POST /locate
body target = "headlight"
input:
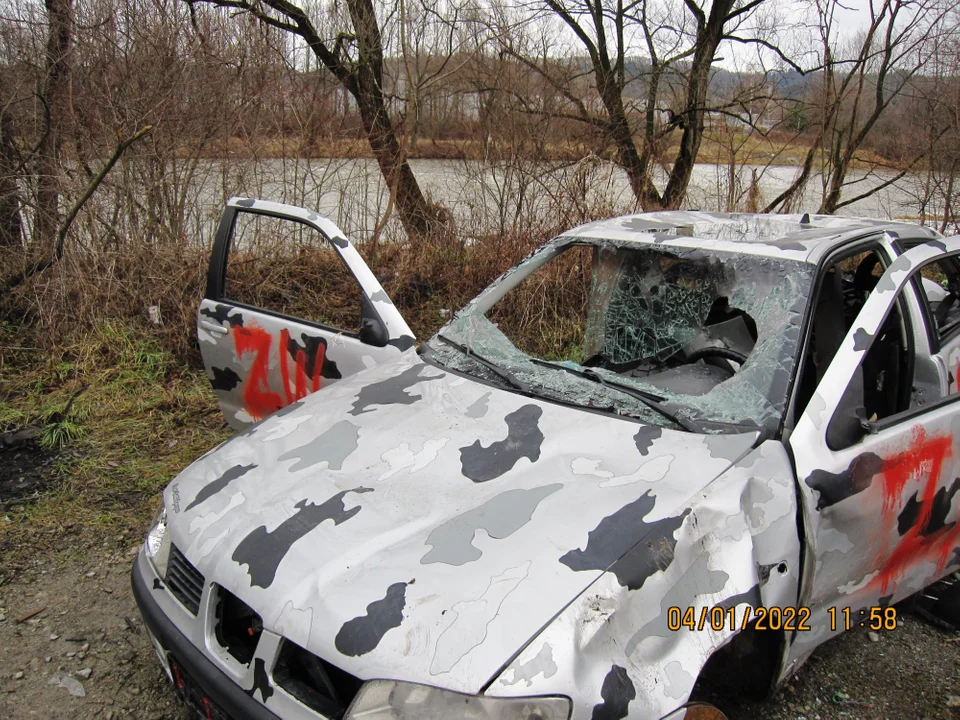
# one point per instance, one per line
(392, 700)
(157, 546)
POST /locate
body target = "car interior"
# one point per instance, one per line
(881, 385)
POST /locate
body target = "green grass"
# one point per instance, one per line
(136, 419)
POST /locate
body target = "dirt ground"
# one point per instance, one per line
(90, 623)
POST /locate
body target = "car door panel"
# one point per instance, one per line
(878, 515)
(258, 360)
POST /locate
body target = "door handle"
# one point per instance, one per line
(213, 327)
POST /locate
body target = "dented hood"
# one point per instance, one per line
(415, 524)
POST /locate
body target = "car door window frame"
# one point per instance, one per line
(935, 336)
(815, 429)
(217, 275)
(889, 253)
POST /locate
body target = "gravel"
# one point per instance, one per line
(912, 672)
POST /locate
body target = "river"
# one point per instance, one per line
(487, 199)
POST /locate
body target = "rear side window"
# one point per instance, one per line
(288, 268)
(939, 284)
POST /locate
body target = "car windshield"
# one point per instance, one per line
(689, 338)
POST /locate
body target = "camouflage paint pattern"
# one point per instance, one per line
(413, 524)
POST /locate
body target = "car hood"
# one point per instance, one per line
(415, 524)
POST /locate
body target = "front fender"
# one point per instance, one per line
(613, 647)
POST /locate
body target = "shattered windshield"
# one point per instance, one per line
(688, 338)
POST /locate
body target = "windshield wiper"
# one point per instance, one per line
(505, 375)
(650, 400)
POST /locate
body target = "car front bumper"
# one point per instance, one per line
(170, 642)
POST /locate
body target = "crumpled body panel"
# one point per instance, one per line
(413, 524)
(737, 547)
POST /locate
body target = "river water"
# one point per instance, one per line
(485, 198)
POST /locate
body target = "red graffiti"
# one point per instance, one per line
(924, 458)
(301, 363)
(921, 462)
(258, 399)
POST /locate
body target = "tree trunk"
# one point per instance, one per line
(54, 96)
(709, 35)
(11, 230)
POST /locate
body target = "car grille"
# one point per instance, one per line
(184, 580)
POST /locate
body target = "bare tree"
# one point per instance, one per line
(356, 60)
(653, 91)
(54, 97)
(858, 82)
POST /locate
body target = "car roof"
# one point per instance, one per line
(804, 237)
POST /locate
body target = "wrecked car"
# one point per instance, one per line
(663, 447)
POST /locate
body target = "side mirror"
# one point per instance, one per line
(373, 332)
(848, 426)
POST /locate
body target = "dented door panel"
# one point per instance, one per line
(734, 547)
(260, 361)
(879, 515)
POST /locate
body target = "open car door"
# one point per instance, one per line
(877, 453)
(290, 307)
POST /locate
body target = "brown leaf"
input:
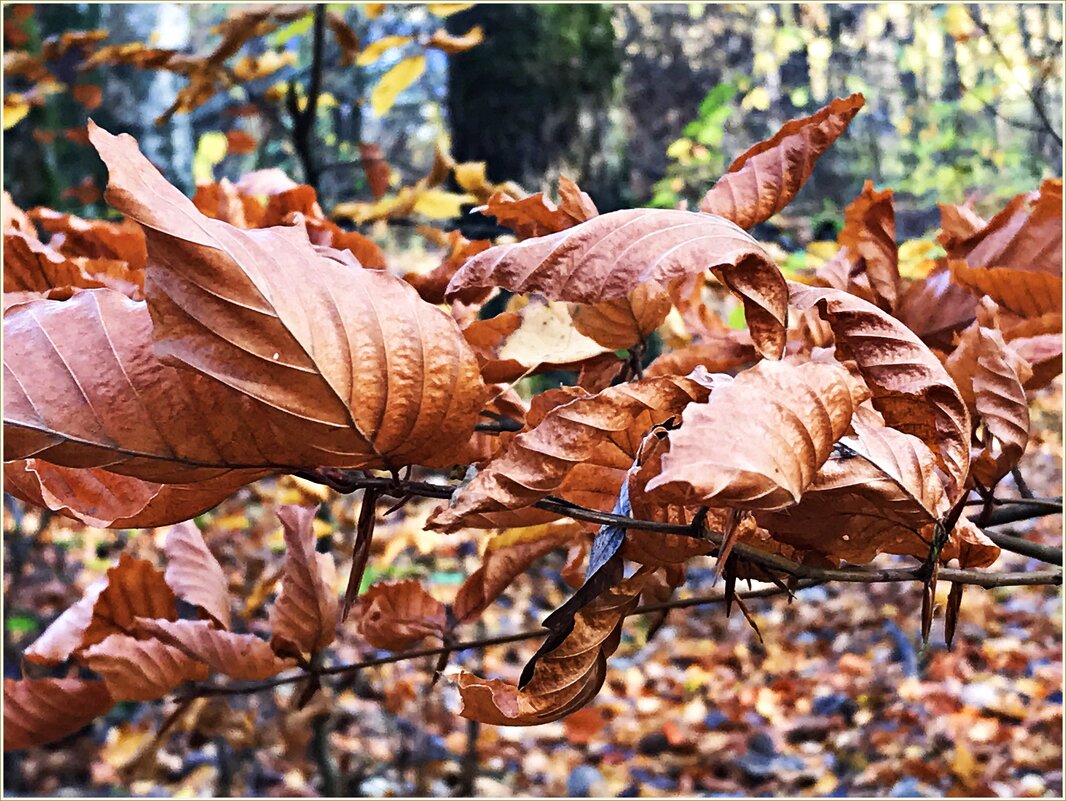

-*-

Exercise aim. All of the listing above has to be reproduced exactly, though without its images.

Response area.
POST /locate
body target = "headlight"
input:
# one point per instance, one per line
(392, 700)
(157, 546)
POST /locate
body target = "car interior"
# one point per instance, one per line
(881, 385)
POST /locate
body target = "green grass"
# one point per instance, one per line
(136, 419)
POST /locate
body target = "dirt ground"
# one point per instance, one per line
(90, 623)
POST /locate
body target = "car door panel"
# one point per instance, one per line
(878, 515)
(258, 360)
POST /locate
body target = "door handle"
# one point per instance, one per line
(213, 327)
POST /locate
body target = "dented hood"
# one point per instance, one per line
(415, 524)
POST /locate
body target = "car door window frame"
# one point per instance, one per line
(935, 336)
(815, 429)
(217, 275)
(889, 253)
POST /locate
body target = "gravel"
# one point per instance, one per line
(912, 672)
POST /locate
body target = "river"
# one point per instance, one per line
(487, 199)
POST /locate
body target = "rear side window"
# one point per instance, one per line
(288, 268)
(939, 284)
POST /locate
body target = "car windshield"
# one point per instance, one per line
(689, 338)
POST /locate
body target = "camouflage paint pattern"
# one point per instance, one per line
(413, 524)
POST /locate
body target = "car hood"
# one point per instance, one per line
(415, 524)
POST /locate
body target = "front fender"
# one point per instance, one per line
(613, 647)
POST /locate
body target = "shattered windshield"
# one point per instance, one per line
(688, 338)
POST /locate
body target = "windshield wiper"
# one point per instance, one per line
(505, 375)
(650, 400)
POST /locate
body target = "car front bumper"
# one point per instance, one per line
(170, 642)
POST /locate
body target = "crumpled body panel"
# one point per instance, one per line
(413, 524)
(737, 547)
POST /locate
body target = "river water"
# one point per instance, one per line
(485, 198)
POST /locate
body target = "red graffiti"
# one point per instance, one per line
(924, 458)
(301, 363)
(921, 462)
(258, 399)
POST /locate
body target = "tree trunk"
# one point per instance, one per line
(54, 96)
(709, 35)
(11, 230)
POST /locate
body target = "car grille"
# one point per instance, one per line
(184, 580)
POST /locate
body target = "bare tree"
# one point per instance, one per line
(356, 60)
(653, 91)
(54, 97)
(858, 82)
POST /locate
body target = "car roof"
# one point per instance, one per line
(804, 237)
POST /locate
body target = "wrecked car"
# one point per instance, one per line
(663, 447)
POST /locate
body target = "side mirror"
# one point per instance, one per line
(373, 332)
(848, 426)
POST /locate
body target = "dented door panel"
# one point per instance, one per line
(734, 547)
(260, 361)
(879, 515)
POST /locate
body target = "open car door"
# one point per instance, one per line
(877, 453)
(290, 307)
POST /locate
body target = "brown leaf"
input:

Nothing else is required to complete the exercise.